◆ Tareas ◆
a. Imprime el fragmento del texto sobre el voto en Venezuela comprendido desde "Es cierto que" hasta "puertas del poder.", este último incluido.
b. Prosigue la redacción del texto sobre el voto en Venezuela a partir de su última oración.

◆ Pasaje proporcionado ◆
Hay que votar

Por: Luis Eduardo Martínez  |   24 Nov, 2021 - 9:46 am

El domingo 21 de noviembre se realizarán elecciones regionales y municipales en Venezuela. Gobernadores, alcaldes, diputados y diputadas regionales y concejales resultarán del voto popular que es la clave para el fin de la confrontación fratricida y la búsqueda en paz de soluciones a la recurrente sumatoria de crisis que enfrentamos.

Es cierto que cada uno de los setenta mil y tantos candidatos persigue ganar, pero más allá de quienes resulten favorecidos lo mas importante es retomar el camino del voto y hacer posible dirimir nuestras diferencias votando.

Durante buena parte de nuestra existencia como República el voto fue privilegio de pocos. Hasta 1947 solo los hombres, mayores de 21 años, que supieran leer y escribir -en un país de mayorías analfabetas- y “con bienes de fortuna” podían votar en comicios de segundo o incluso tercer grado cuando no fueron revueltas armadas las que abrieron las puertas del poder.

El voto universal, directo y secreto fue una conquista posible tras la caída del último de los herederos del gomecismo y permitió a los venezolanos vivir en democracia si bien la primera etapa fue corta porque un golpe militar derrocó al gobierno del maestro Rómulo Gallegos, salido de comicios con una amplísima participación. A pesar del abrupto fin, el voto quedó sembrado en el sentir de nuestros connacionales.

◆ Registros extraídos ◆
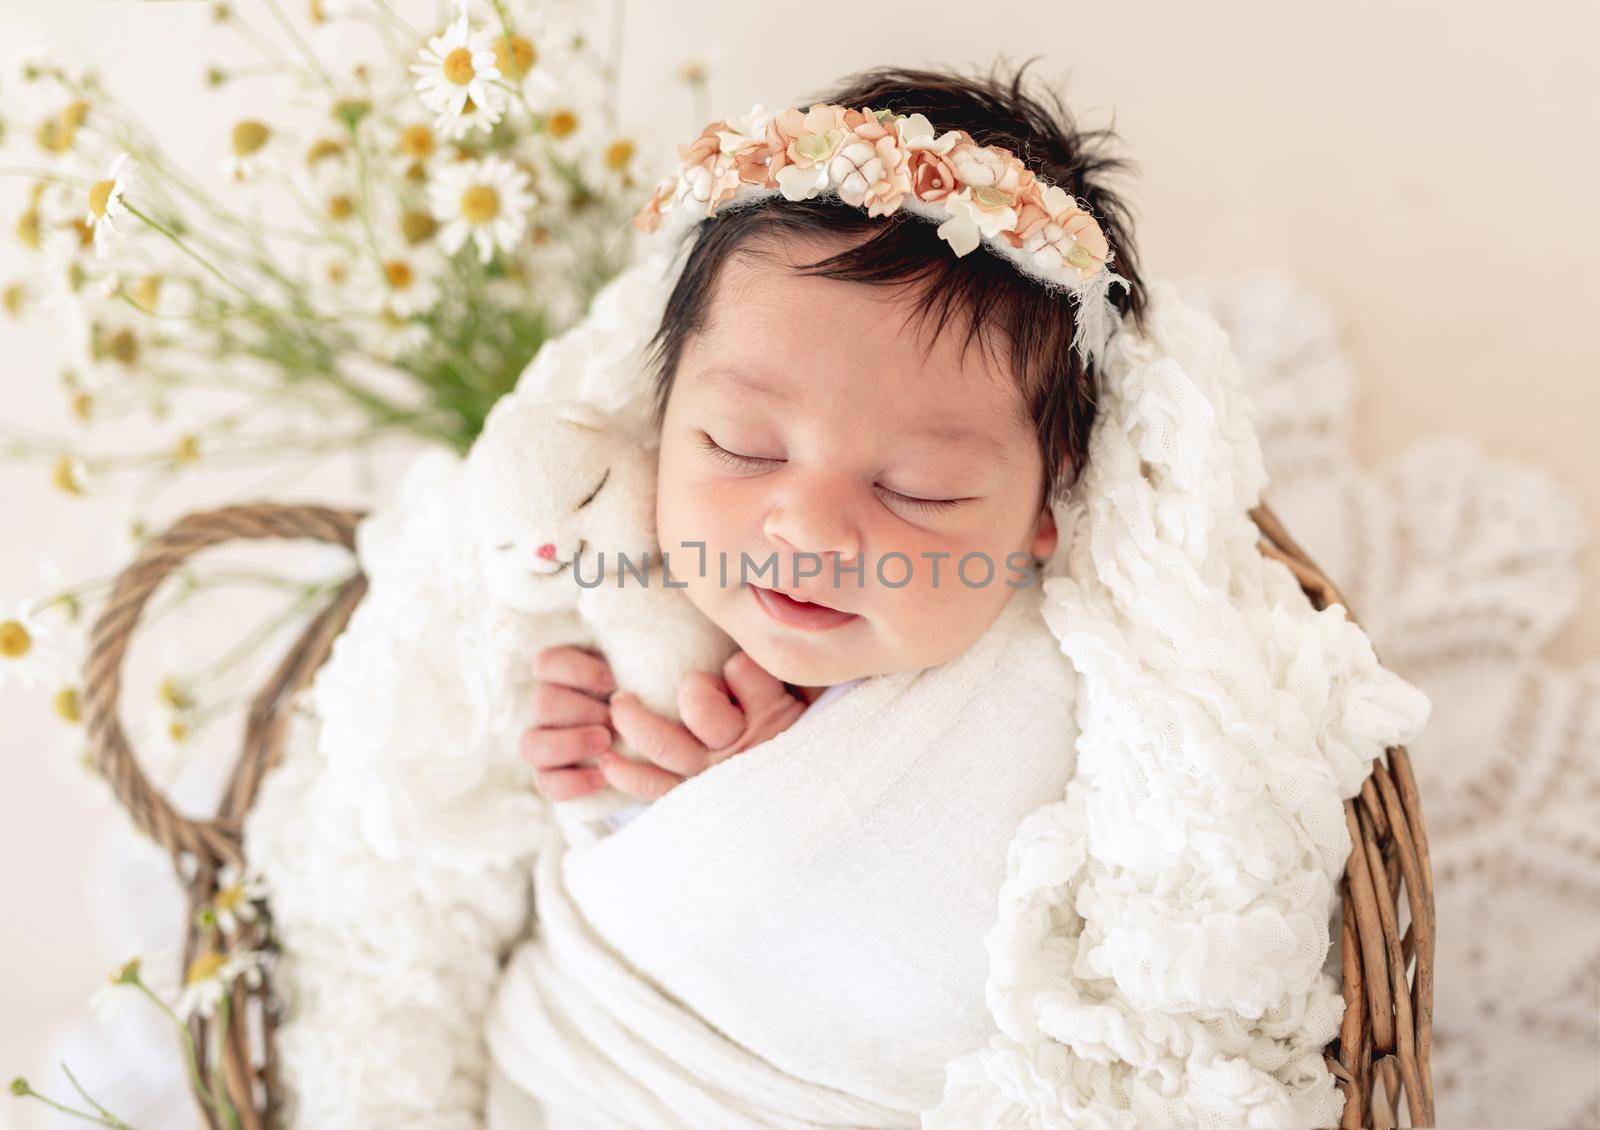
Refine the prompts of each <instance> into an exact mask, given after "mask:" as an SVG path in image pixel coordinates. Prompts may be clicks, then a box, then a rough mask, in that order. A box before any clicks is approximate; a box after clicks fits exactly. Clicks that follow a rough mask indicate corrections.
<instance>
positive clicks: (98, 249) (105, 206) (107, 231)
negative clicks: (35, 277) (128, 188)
mask: <svg viewBox="0 0 1600 1130" xmlns="http://www.w3.org/2000/svg"><path fill="white" fill-rule="evenodd" d="M138 168H139V162H136V160H133V157H130V155H128V154H118V155H117V160H115V162H112V166H110V173H109V174H107V176H106V179H104V181H94V184H93V186H90V210H88V214H86V216H85V218H83V222H86V224H90V227H93V229H94V254H96V256H98V258H101V259H104V258H106V253H107V248H109V246H110V240H112V237H115V235H118V232H117V226H115V222H114V221H115V219H117V218H118V216H122V214H125V213H126V211H128V205H126V202H125V200H123V197H125V194H126V192H128V186H130V182H131V181H133V174H134V173H136V171H138Z"/></svg>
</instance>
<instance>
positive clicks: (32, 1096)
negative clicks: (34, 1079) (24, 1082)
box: [27, 1087, 110, 1127]
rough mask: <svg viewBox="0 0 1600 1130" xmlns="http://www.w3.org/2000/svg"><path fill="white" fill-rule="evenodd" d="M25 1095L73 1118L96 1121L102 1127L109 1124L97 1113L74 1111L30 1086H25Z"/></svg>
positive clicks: (86, 1120)
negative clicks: (25, 1093)
mask: <svg viewBox="0 0 1600 1130" xmlns="http://www.w3.org/2000/svg"><path fill="white" fill-rule="evenodd" d="M27 1096H29V1098H37V1100H38V1101H40V1103H43V1104H45V1106H53V1108H56V1109H58V1111H61V1112H62V1114H70V1116H72V1117H75V1119H83V1120H85V1122H98V1124H99V1125H102V1127H104V1125H110V1124H109V1122H106V1119H102V1117H99V1116H98V1114H90V1112H88V1111H75V1109H72V1108H70V1106H62V1104H61V1103H58V1101H56V1100H53V1098H50V1096H48V1095H42V1093H40V1092H37V1090H34V1088H32V1087H29V1088H27Z"/></svg>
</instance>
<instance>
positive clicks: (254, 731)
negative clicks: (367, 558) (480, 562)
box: [83, 504, 1434, 1130]
mask: <svg viewBox="0 0 1600 1130" xmlns="http://www.w3.org/2000/svg"><path fill="white" fill-rule="evenodd" d="M1251 517H1253V519H1254V522H1256V525H1258V528H1259V530H1261V533H1262V539H1261V551H1262V552H1264V554H1267V555H1270V557H1275V559H1278V560H1282V562H1283V563H1285V565H1286V567H1288V568H1290V570H1291V571H1293V573H1294V576H1296V578H1298V579H1299V583H1301V587H1302V589H1304V591H1306V595H1307V597H1309V599H1310V602H1312V605H1314V607H1315V608H1318V610H1320V608H1325V607H1328V605H1330V603H1336V602H1338V603H1346V602H1344V597H1342V595H1341V594H1339V591H1338V589H1336V587H1334V586H1333V583H1331V581H1330V579H1328V578H1326V576H1325V575H1323V573H1322V571H1320V570H1318V568H1317V565H1315V563H1314V562H1312V560H1310V559H1309V557H1307V555H1306V552H1304V551H1302V549H1301V547H1299V546H1296V544H1294V541H1293V539H1290V536H1288V533H1286V531H1285V530H1283V525H1282V523H1280V522H1278V520H1277V515H1274V514H1272V511H1270V509H1269V507H1267V506H1266V504H1262V506H1259V507H1256V509H1254V511H1251ZM360 519H362V512H358V511H338V509H326V507H318V506H278V504H248V506H230V507H226V509H219V511H210V512H205V514H192V515H189V517H186V519H182V520H181V522H178V523H176V525H174V527H173V528H170V530H168V531H165V533H163V535H162V536H158V538H155V539H152V541H150V543H149V544H147V546H146V547H144V551H142V554H141V555H139V557H138V560H134V562H133V563H131V565H128V567H126V568H125V570H123V571H122V575H120V576H118V578H117V583H115V586H114V589H112V594H110V597H109V600H107V603H106V607H104V610H102V611H101V615H99V619H98V621H96V624H94V631H93V635H91V640H90V655H88V663H86V669H85V680H83V701H85V711H86V723H88V733H90V743H91V747H93V751H94V757H96V760H98V765H99V768H101V771H102V773H104V775H106V778H107V779H109V781H110V784H112V787H114V791H115V794H117V797H118V799H120V800H122V803H123V805H126V808H128V811H130V813H131V815H133V819H134V823H138V826H139V827H141V829H142V831H144V832H147V834H149V835H150V837H152V839H154V840H157V842H158V843H160V845H163V847H165V848H166V850H168V852H170V853H171V856H173V864H174V868H176V871H178V879H179V882H181V884H182V885H184V888H186V890H187V895H189V906H190V916H189V922H190V927H189V938H187V943H186V948H184V968H187V965H189V962H190V960H192V959H194V957H195V954H197V952H198V949H200V946H202V944H205V943H206V933H205V928H203V927H200V925H198V924H197V920H195V911H197V909H198V908H200V906H203V904H205V903H208V901H210V900H211V898H213V896H214V895H216V888H218V872H219V871H221V868H222V866H224V864H229V863H234V864H238V863H243V855H242V826H243V818H245V813H246V811H250V805H251V803H253V802H254V797H256V791H258V787H259V786H261V779H262V776H264V775H266V771H267V770H270V768H272V767H274V765H275V763H277V760H278V757H280V754H282V746H283V735H285V727H286V720H288V711H290V704H291V699H293V696H294V693H296V691H299V690H301V688H302V687H306V685H309V682H310V679H312V675H314V674H315V672H317V669H318V667H320V666H322V663H323V661H325V659H326V658H328V653H330V650H331V648H333V640H334V637H336V635H338V634H339V632H341V631H342V629H344V624H346V623H347V621H349V618H350V613H352V611H354V610H355V605H357V603H358V602H360V599H362V595H363V594H365V592H366V579H365V576H362V575H360V573H355V575H354V576H350V578H349V579H347V581H344V583H342V584H341V586H339V587H338V589H336V591H334V594H333V597H331V599H330V600H328V603H326V607H325V608H323V610H322V611H320V613H318V615H317V616H315V618H314V619H312V621H310V624H309V626H307V627H306V631H304V632H302V634H301V637H299V639H298V640H296V643H294V647H293V650H291V651H290V655H288V656H285V659H283V661H282V663H280V664H278V667H277V671H275V672H274V675H272V679H270V680H269V683H267V685H266V687H264V688H262V690H261V693H259V695H258V696H256V698H254V701H253V703H251V709H250V715H248V720H246V730H245V743H243V744H245V747H243V751H242V755H240V759H238V763H237V765H235V767H234V775H232V778H230V781H229V784H227V791H226V792H224V797H222V800H221V805H219V808H218V811H216V815H214V816H213V818H210V819H187V818H184V816H182V815H179V813H178V811H176V810H174V808H173V805H171V803H170V802H168V800H166V799H165V797H163V795H162V794H160V792H157V791H155V789H154V787H150V783H149V779H147V778H146V776H144V773H142V771H141V770H139V763H138V760H136V759H134V755H133V751H131V749H130V747H128V739H126V735H125V733H123V730H122V725H120V722H118V712H117V696H118V691H120V687H122V663H123V655H125V653H126V650H128V643H130V637H131V634H133V629H134V626H136V624H138V621H139V613H141V611H142V608H144V605H146V602H147V600H149V599H150V595H152V594H154V592H155V589H157V586H158V584H160V583H162V579H163V578H165V576H166V575H168V573H171V571H173V568H176V567H178V565H179V563H181V562H182V560H184V559H186V557H189V555H190V554H195V552H200V551H202V549H208V547H210V546H216V544H221V543H227V541H240V539H256V538H309V539H315V541H325V543H334V544H341V546H344V547H347V549H352V551H354V535H355V527H357V523H358V522H360ZM1346 611H1347V613H1349V615H1350V618H1352V619H1354V613H1352V611H1349V605H1347V603H1346ZM1344 816H1346V823H1347V826H1349V831H1350V842H1352V843H1354V845H1355V847H1354V850H1352V852H1350V856H1349V861H1347V863H1346V874H1344V880H1342V882H1341V893H1342V904H1344V936H1342V944H1341V951H1342V968H1341V984H1342V992H1344V1000H1346V1010H1344V1021H1342V1026H1341V1029H1339V1034H1338V1037H1334V1040H1333V1042H1331V1044H1328V1047H1326V1050H1325V1058H1326V1063H1328V1068H1330V1071H1333V1074H1334V1076H1336V1077H1338V1079H1339V1085H1341V1087H1342V1088H1344V1092H1346V1104H1344V1117H1342V1120H1341V1125H1344V1127H1379V1128H1381V1127H1392V1125H1398V1124H1400V1122H1398V1119H1400V1114H1402V1109H1403V1112H1405V1117H1406V1119H1408V1120H1406V1125H1419V1127H1430V1125H1434V1084H1432V1076H1430V1072H1429V1042H1430V1029H1432V1015H1434V876H1432V869H1430V866H1429V855H1427V835H1426V831H1424V826H1422V808H1421V802H1419V799H1418V791H1416V779H1414V778H1413V775H1411V762H1410V757H1408V755H1406V751H1405V747H1403V746H1394V747H1390V749H1389V751H1387V754H1386V757H1382V759H1374V760H1373V771H1371V776H1368V779H1366V781H1365V783H1363V784H1362V791H1360V794H1358V795H1357V797H1355V799H1352V800H1346V803H1344ZM1402 890H1403V892H1405V900H1406V903H1408V906H1410V917H1411V920H1410V925H1408V927H1406V932H1405V936H1400V930H1398V914H1400V898H1402ZM238 928H240V932H242V935H240V936H237V938H232V940H230V941H234V943H237V944H246V946H253V948H254V946H259V948H266V949H269V951H270V949H274V943H272V938H270V908H264V912H262V914H261V916H259V917H258V919H256V920H254V922H242V924H240V925H238ZM229 1002H230V1008H229V1013H227V1015H229V1021H227V1026H229V1031H227V1034H226V1040H224V1042H222V1048H224V1053H222V1063H221V1071H222V1079H224V1085H226V1088H227V1093H229V1098H230V1101H232V1104H234V1108H235V1109H237V1111H238V1116H240V1125H242V1127H243V1128H245V1130H259V1128H264V1127H277V1125H280V1122H282V1109H283V1106H282V1100H283V1095H282V1088H280V1082H278V1076H277V1071H275V1061H274V1047H272V1037H274V1029H275V1026H277V1021H278V1020H280V1016H282V1012H283V1002H282V1000H280V999H278V997H277V996H275V992H274V989H272V983H270V978H267V980H264V981H262V983H261V986H259V988H254V989H251V988H248V986H245V984H243V983H242V981H235V984H234V988H232V996H230V999H229ZM219 1018H221V1012H219V1013H218V1016H214V1018H202V1016H198V1015H195V1016H192V1018H190V1021H189V1024H190V1034H192V1036H194V1044H195V1050H197V1053H198V1055H200V1056H202V1061H200V1077H202V1079H205V1077H208V1076H210V1072H211V1069H213V1066H214V1064H210V1063H206V1056H208V1055H210V1047H211V1042H213V1040H214V1039H216V1037H214V1032H213V1031H211V1029H213V1028H214V1026H216V1024H218V1021H219ZM1379 1084H1381V1085H1379ZM195 1096H197V1101H198V1103H200V1112H202V1116H203V1117H205V1120H206V1122H208V1124H210V1125H213V1127H219V1125H221V1122H219V1119H218V1117H216V1116H214V1114H213V1112H211V1109H210V1108H208V1106H206V1103H205V1101H203V1100H202V1098H200V1093H198V1090H197V1093H195ZM1402 1103H1403V1108H1402Z"/></svg>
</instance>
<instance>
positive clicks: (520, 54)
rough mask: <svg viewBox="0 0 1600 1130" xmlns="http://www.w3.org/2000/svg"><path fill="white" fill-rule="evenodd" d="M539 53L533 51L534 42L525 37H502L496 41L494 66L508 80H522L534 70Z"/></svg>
mask: <svg viewBox="0 0 1600 1130" xmlns="http://www.w3.org/2000/svg"><path fill="white" fill-rule="evenodd" d="M538 58H539V53H538V51H534V50H533V40H530V38H526V37H525V35H501V37H499V38H498V40H494V66H496V67H499V70H501V74H502V75H506V77H507V78H512V80H515V78H522V77H523V75H525V74H528V72H530V70H531V69H533V62H534V59H538Z"/></svg>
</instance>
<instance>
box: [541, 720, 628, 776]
mask: <svg viewBox="0 0 1600 1130" xmlns="http://www.w3.org/2000/svg"><path fill="white" fill-rule="evenodd" d="M610 747H611V730H608V728H606V727H565V728H557V730H552V728H547V727H530V728H528V730H523V731H522V759H523V760H525V762H528V763H530V765H533V767H534V768H560V767H563V765H573V763H576V762H581V760H584V759H587V757H594V755H595V754H598V752H600V751H602V749H610Z"/></svg>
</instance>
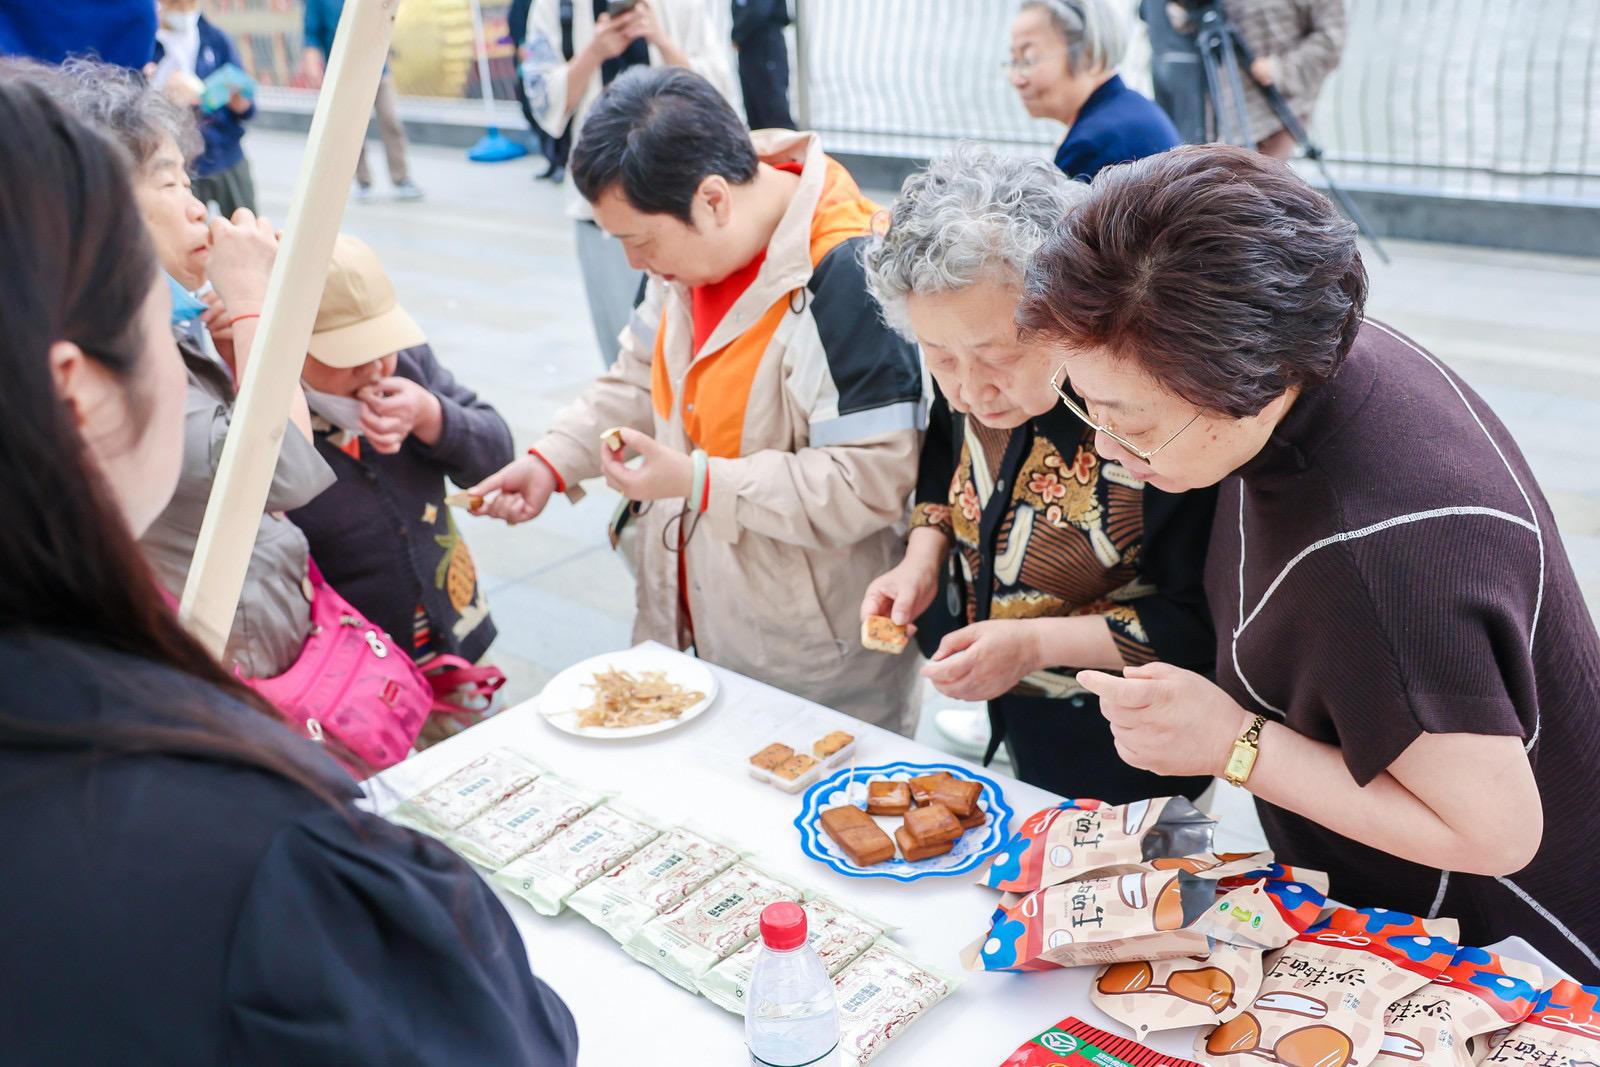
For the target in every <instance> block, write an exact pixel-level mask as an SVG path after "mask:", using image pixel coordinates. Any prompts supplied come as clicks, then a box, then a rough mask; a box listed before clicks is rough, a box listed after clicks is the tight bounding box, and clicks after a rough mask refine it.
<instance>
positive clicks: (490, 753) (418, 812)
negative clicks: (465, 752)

◆ Respuestas ◆
a.
Es cierto que cada uno de los setenta mil y tantos candidatos persigue ganar, pero más allá de quienes resulten favorecidos lo mas importante es retomar el camino del voto y hacer posible dirimir nuestras diferencias votando.

Durante buena parte de nuestra existencia como República el voto fue privilegio de pocos. Hasta 1947 solo los hombres, mayores de 21 años, que supieran leer y escribir -en un país de mayorías analfabetas- y “con bienes de fortuna” podían votar en comicios de segundo o incluso tercer grado cuando no fueron revueltas armadas las que abrieron las puertas del poder.

b.
En las elecciones de la Asamblea Constituyente de 1952 y aun en el plebiscito de 1957, en las presidenciales y legislativas a partir de 1958, en las elecciones regionales y municipales desde 1989, los venezolanos respondieron a cada convocatoria a votar masivamente y se expresaron con mas o menos suerte en las mesas de votación. Fue en el referéndum de 1999, por la Constitución, cuando por vez primera en décadas se llamó a la abstención, llamado que en mi caso como millones no acaté porque opinaba era un error garrafal que además no tendría ningún efecto práctico como así fue.

El promover quedarse en casa se repitió en las legislativas del 2005 y a pesar de los sin fin de juramentos que no se insistirá en tal, por reconocer sus promotores que eran una monumental equivocación, en las municipales del 2017, en las presidenciales del 2018 y en las parlamentarias del 2020, una “dirigencia” divorciada del trabajo en las bases retomó el camino fácil de abstenerse mientras esperaban que desde afuera algunos hicieran lo que ellos desde adentro no eran capaces de hacer.

Hoy se está de vuelta: los que ayer llamaban a no votar ahora son candidatos, los que hasta hace nada llamaban a abstenerse ahora se suman a quienes nunca nos apartamos un milímetro de la convicción que es votando como se puede cambiar en paz. Confieso que me sorprende que pasen de un extremo a otro sin una excusa, sin una explicación y que a veces dudo de su buena fe, pero obviándolo me alegra mucho que se entienda que votar es nuestra única opción para que el mañana sea distinto.

Hay que votar ha sido mi llamado desde muy joven y no he dejado de votar una sola vez desde que cumplí 18 años. Hay que votar reitero y fíjense que no llamo a votar por candidatos o colores en particular, sino que llamo a votar, por que si votamos ganamos todos.